> _AIM_
In the records from the beginning through the line containing "(0, 198), (402, 240)", swap every "detector" for "locator". Reproduce those lines with nothing else changed.

> _DATA FOR THE TASK_
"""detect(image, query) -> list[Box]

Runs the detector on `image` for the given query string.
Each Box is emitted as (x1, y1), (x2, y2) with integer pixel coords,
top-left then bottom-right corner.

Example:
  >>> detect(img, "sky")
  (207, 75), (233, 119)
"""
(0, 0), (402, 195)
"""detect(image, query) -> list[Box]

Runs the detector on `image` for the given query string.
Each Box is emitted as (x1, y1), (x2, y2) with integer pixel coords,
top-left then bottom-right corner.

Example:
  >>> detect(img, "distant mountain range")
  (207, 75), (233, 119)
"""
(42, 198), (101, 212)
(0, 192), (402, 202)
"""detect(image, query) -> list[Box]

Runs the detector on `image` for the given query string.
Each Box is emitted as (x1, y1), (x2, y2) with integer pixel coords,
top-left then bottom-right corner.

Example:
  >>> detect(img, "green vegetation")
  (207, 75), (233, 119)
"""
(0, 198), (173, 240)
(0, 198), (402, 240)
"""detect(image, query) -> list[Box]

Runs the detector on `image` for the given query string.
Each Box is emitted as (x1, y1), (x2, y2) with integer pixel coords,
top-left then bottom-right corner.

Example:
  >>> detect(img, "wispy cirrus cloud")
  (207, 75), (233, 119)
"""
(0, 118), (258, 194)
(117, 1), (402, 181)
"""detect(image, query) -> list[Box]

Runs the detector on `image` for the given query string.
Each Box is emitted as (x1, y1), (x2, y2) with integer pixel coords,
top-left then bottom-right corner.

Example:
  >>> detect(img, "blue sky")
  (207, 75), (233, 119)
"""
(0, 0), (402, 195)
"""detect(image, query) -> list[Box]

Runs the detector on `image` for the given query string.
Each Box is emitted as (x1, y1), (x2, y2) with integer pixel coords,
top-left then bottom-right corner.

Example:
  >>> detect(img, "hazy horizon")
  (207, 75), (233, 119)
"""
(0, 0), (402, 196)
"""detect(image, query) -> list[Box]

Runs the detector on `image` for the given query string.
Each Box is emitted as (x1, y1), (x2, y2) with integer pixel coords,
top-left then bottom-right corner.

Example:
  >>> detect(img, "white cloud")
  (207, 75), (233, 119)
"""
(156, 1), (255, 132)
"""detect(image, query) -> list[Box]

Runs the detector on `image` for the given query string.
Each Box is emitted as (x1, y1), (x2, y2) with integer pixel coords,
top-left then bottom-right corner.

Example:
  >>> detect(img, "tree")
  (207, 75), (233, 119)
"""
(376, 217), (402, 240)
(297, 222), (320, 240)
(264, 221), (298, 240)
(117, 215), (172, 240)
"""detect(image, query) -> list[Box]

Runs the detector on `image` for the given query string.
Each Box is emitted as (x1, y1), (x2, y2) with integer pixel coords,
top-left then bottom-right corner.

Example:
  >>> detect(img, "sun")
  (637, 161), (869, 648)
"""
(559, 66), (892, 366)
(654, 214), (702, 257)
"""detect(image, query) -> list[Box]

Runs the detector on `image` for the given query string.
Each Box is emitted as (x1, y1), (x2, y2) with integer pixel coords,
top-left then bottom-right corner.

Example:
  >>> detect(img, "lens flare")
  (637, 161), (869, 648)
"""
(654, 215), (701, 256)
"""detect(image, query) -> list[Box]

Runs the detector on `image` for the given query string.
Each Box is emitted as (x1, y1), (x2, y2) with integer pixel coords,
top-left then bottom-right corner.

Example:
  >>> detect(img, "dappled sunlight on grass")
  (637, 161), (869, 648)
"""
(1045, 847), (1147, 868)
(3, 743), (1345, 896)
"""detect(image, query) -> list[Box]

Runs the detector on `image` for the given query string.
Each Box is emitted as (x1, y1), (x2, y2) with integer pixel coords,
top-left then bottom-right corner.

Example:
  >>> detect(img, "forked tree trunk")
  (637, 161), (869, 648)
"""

> _EXPECTED ANSWER_
"""detect(image, query) -> list[Box]

Runs the locator on `image` for the given query string.
Each Box is emitted as (x1, y1), (x2, y2) with integer pixel coords,
top-left then bottom-right corner.

Example:
  >>> detect(img, "sky")
  (207, 75), (233, 119)
"""
(0, 0), (402, 195)
"""detect(image, query) -> list[Box]

Runs the locator on `image` for the given query string.
Each Box is emitted as (x1, y1), (x2, y2) with integer pixel coords,
top-left then bottom-right corner.

Example:
  >>> detect(img, "distant mountain range")
  (207, 75), (233, 119)
"""
(42, 198), (101, 212)
(0, 192), (402, 202)
"""detect(image, query) -> list[Box]

Runs the locator on `image` for the given query string.
Each Box is emitted as (x1, y1), (x2, y2) with integer pixel coords,
top-left then bottom-right corner.

Example:
  >>> detect(img, "green vegetation")
  (207, 75), (233, 119)
"""
(0, 198), (173, 240)
(0, 198), (402, 240)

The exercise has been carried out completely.